=== INSTRUCTIONS TO FOLLOW ===
Rewrite every row below with the word "instance" swapped for "occurrence", keeping all other text as it is.

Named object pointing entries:
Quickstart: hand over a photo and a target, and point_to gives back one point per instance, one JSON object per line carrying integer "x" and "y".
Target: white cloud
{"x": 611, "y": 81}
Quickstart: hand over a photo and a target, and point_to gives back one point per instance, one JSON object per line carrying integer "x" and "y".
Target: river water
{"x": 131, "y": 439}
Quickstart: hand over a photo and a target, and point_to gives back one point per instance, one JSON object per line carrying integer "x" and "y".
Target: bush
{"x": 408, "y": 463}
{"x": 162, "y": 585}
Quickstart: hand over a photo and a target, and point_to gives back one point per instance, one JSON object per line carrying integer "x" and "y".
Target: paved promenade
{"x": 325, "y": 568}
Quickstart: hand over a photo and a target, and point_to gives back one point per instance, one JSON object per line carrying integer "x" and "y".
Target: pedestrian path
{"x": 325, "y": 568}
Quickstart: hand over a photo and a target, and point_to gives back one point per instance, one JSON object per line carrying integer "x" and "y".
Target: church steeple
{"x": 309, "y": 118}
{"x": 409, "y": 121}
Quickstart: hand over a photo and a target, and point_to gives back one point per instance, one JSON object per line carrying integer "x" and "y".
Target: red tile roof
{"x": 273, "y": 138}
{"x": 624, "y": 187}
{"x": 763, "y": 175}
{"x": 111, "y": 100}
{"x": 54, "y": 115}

=== COMPLETE OUTPUT ===
Quickstart: hand over a photo and a target, and point_to gives back one point per occurrence, one JSON object per line carrying integer "x" and "y".
Target: white cloud
{"x": 611, "y": 81}
Quickstart: hand over a photo and a target, and point_to gives back one point per occurrence, one JSON object per line carrying integer "x" and "y".
Target: river water
{"x": 131, "y": 439}
Quickstart: hand over a photo and a target, and point_to gives back one point per occurrence, one JSON object per line carrying integer "x" and "y".
Target: bush
{"x": 408, "y": 463}
{"x": 162, "y": 585}
Quickstart: hand over a photo and a target, and point_to gives back one point per occurrence, one JSON object per line carrying integer "x" and "y".
Target: paved promenade
{"x": 325, "y": 568}
Quickstart: hand over a photo and a target, and point_to gives back one point per occurrence, one JSON object per line carrying integer "x" and "y".
Target: pedestrian path
{"x": 325, "y": 568}
Quickstart: hand over a photo and a target, and point_to gives back one point per occurrence, one JSON object per line carrying integer "x" and "y".
Target: church steeple
{"x": 309, "y": 118}
{"x": 409, "y": 121}
Quickstart: hand over a photo and a target, and point_to gives back one point per occurrence, one JSON object per line carrying integer "x" and "y".
Target: red tile roof
{"x": 273, "y": 138}
{"x": 624, "y": 187}
{"x": 763, "y": 175}
{"x": 111, "y": 100}
{"x": 54, "y": 115}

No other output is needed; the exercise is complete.